### Task prompt
Please output every line of the material below without any changes.

Records of labeled points
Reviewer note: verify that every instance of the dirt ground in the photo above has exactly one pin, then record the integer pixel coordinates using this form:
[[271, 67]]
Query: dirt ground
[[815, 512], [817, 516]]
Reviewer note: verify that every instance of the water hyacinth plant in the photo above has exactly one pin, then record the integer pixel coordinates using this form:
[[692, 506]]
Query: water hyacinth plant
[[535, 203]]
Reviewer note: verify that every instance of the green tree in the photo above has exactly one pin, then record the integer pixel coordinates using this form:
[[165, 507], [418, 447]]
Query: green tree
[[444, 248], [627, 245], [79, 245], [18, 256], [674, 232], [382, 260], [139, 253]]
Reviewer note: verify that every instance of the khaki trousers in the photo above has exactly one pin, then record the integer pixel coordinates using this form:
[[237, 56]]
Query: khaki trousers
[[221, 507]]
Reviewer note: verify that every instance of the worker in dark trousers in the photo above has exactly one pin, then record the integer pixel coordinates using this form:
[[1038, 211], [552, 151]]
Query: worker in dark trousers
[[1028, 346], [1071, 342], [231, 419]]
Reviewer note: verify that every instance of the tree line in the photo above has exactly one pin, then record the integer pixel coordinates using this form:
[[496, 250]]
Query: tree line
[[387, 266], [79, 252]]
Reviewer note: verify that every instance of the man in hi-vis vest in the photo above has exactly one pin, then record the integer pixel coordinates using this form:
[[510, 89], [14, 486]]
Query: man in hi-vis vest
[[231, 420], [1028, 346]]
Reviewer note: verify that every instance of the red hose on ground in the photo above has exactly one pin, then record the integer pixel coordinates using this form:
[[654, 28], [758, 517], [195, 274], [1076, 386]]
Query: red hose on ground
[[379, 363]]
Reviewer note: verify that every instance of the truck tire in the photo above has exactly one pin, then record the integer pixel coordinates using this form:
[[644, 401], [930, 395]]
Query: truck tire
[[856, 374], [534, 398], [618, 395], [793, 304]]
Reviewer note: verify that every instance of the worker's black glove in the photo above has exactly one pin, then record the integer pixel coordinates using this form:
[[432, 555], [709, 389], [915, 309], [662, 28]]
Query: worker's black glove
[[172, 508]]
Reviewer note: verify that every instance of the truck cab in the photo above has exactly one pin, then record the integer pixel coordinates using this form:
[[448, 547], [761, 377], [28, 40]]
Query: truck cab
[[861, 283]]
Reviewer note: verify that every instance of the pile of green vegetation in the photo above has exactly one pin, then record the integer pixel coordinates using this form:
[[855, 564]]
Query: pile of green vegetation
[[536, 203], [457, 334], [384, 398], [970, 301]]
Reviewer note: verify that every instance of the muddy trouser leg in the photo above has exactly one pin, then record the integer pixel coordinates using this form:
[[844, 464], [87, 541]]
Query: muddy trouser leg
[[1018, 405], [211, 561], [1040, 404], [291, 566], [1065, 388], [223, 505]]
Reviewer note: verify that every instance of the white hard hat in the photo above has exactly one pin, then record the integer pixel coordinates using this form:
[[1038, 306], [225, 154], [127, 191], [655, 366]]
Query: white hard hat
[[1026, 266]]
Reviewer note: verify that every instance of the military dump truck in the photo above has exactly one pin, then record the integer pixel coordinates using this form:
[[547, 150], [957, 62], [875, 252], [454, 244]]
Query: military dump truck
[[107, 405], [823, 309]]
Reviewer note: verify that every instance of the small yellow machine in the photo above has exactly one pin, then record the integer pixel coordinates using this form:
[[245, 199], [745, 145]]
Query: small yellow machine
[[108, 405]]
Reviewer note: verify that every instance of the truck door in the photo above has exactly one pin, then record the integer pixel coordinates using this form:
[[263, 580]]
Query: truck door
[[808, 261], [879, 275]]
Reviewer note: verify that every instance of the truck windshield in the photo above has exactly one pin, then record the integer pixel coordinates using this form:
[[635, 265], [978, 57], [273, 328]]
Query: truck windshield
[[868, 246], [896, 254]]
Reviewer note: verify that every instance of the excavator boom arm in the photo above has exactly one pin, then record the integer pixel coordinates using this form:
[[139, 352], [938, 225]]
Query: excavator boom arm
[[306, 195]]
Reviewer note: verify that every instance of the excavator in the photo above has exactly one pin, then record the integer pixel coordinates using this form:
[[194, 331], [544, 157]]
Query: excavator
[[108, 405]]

### Result
Reviewer note: verify that every instance of the dirt ground in the photo above has exactly one pin, then record the integer pixel coordinates using this form:
[[271, 67]]
Query: dirt ground
[[815, 512], [817, 516]]
Reviewer note: verify that every instance of the water hyacinth plant in the photo above has exactly one pin, then record the integer pixel coordinates using this form:
[[692, 506]]
Query: water hyacinth plant
[[535, 203]]
Reviewer note: verify that every instance of the green tree in the photo above has exactly one pin, then record the integer pixel coordinates using this form:
[[165, 507], [418, 447]]
Query: green tree
[[444, 248], [627, 245], [79, 245], [18, 256], [674, 232], [382, 260], [139, 253]]
Reviewer note: verify that every instance of the khaki trousers in the photo above has exactly one pin, then record the integer pixel coordinates using this form:
[[237, 56]]
Query: khaki trousers
[[221, 507]]
Reviewer note: verify that every instance of the worker in dark trousers in the photo above has exactly one pin, then record the integer pixel coordinates using this form:
[[1038, 211], [552, 151]]
Query: worker in dark trousers
[[1028, 346], [1071, 342], [231, 419]]
Reviewer note: verify that every instance of the tree line in the photo above has exactly one pin, then record the integer pixel coordinates using this form:
[[496, 250]]
Query: tree line
[[387, 266], [79, 252]]
Reviewer note: verify that every instance of the man in hi-vis vest in the photo above has exactly one pin, then record the integer pixel coordinates using this form:
[[510, 89], [14, 486]]
Query: man in hi-vis vest
[[231, 420], [1028, 346]]
Reviewer note: verify that every instance of the red hose on ground in the photo above has exactly one pin, then record the integer pixel coordinates using this form:
[[654, 28], [758, 517], [195, 274], [1076, 386]]
Query: red hose on ground
[[379, 363]]
Reviewer note: verify that every instance of the truck tire in the photo above has exactly one pin, then record the integer pixel coordinates using this form:
[[644, 401], [930, 395]]
Query: truck tire
[[856, 374], [534, 398], [618, 395], [793, 304]]
Reviewer note: verify that every instance of the worker's black glove in the photo above has exactly one pin, then record the integer pixel coordinates using this form:
[[432, 555], [709, 389], [915, 309], [662, 28]]
Query: worker's black glove
[[172, 508]]
Reviewer note: verify that every instance of the truck cab in the photo above has exactly one pin, then record the integer pixel coordinates using this form:
[[448, 547], [761, 377], [28, 40]]
Query: truck cab
[[861, 283]]
Reviewer note: verify that every instance of the pile of green vegetation in the photo above has exactly one pin, then record the integer pixel coordinates using this form:
[[855, 564]]
Query: pile of green vegetation
[[536, 203], [457, 334], [384, 398], [970, 301]]
Reviewer note: verify that every instance of the muddy trouser leg in the photo above has exactly one pin, then record the integer pixel coordinates using this form:
[[844, 464], [87, 541]]
Query: muddy trouser leg
[[1018, 405], [211, 561], [1040, 404], [291, 566], [1065, 388], [223, 505]]
Reviewer note: verify that every instance of the white hard hat in the photo above has exactly one pin, then record the integer pixel coordinates using this form:
[[1038, 306], [225, 154], [127, 191], [655, 366]]
Query: white hard hat
[[1026, 266]]
Reviewer note: verify that every instance of the military dump truck in the photo above has exactly one pin, then record the integer pixel coordinates using this form:
[[547, 150], [957, 62], [875, 252], [454, 244]]
Query: military dump truck
[[107, 405], [823, 309]]
Reviewer note: verify that every instance of the small yellow machine in the photo above has exactly one pin, then record the integer pixel coordinates using this form:
[[245, 199], [745, 145]]
Query: small yellow machine
[[108, 405]]
Reviewer note: verify that every instance of the truck door in the photo above has exactly one pin, then record the integer pixel coordinates using this form:
[[263, 580]]
Query: truck door
[[808, 261], [879, 275]]
Reviewer note: verify that every instance of the truck windshield in the photo above has exactly one pin, then record the integer pixel coordinates using this form:
[[635, 265], [978, 57], [273, 328]]
Query: truck windshield
[[868, 246], [896, 254]]
Reviewer note: verify that every instance of the excavator boom arm in the photo above has exactly one pin, then record the integer pixel coordinates using this form:
[[139, 352], [938, 225]]
Query: excavator boom arm
[[306, 195]]
Reviewer note: verify that every instance of the excavator in the photo above has exactly one pin, then record the integer pixel coordinates using this form:
[[194, 331], [544, 157]]
Query: excavator
[[108, 405]]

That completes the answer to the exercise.